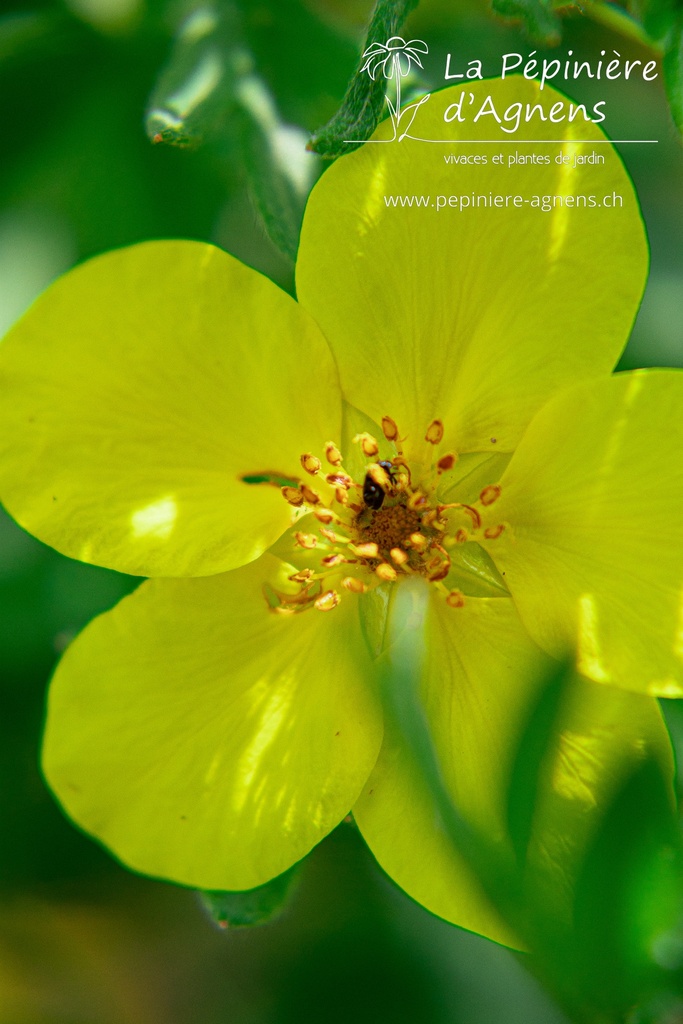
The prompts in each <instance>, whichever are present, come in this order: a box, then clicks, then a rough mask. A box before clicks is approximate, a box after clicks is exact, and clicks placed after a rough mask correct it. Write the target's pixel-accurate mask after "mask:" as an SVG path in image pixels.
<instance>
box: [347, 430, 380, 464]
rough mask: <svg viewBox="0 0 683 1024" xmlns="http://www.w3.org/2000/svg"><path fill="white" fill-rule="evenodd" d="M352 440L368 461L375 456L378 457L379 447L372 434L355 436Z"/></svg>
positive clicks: (366, 433) (361, 434)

══════

• **What this task involves**: Please repeat the records above exactly, omitting any pictures they contain.

• **Output below**:
The prompts in each <instance>, whichever are present, come in this order: a box, then clicks, then a rough mask. A box before clicks is approximate, a box after clicks is exact, and clicks placed after a rough mask correct it. Write the target's pixel-accurate mask after "mask:" as an SVG path in image pixels.
<instance>
box: [347, 430, 380, 464]
rough mask: <svg viewBox="0 0 683 1024" xmlns="http://www.w3.org/2000/svg"><path fill="white" fill-rule="evenodd" d="M352 440L368 461L375 456L378 457L379 447L372 434L355 436Z"/></svg>
positive clicks: (366, 433) (361, 434)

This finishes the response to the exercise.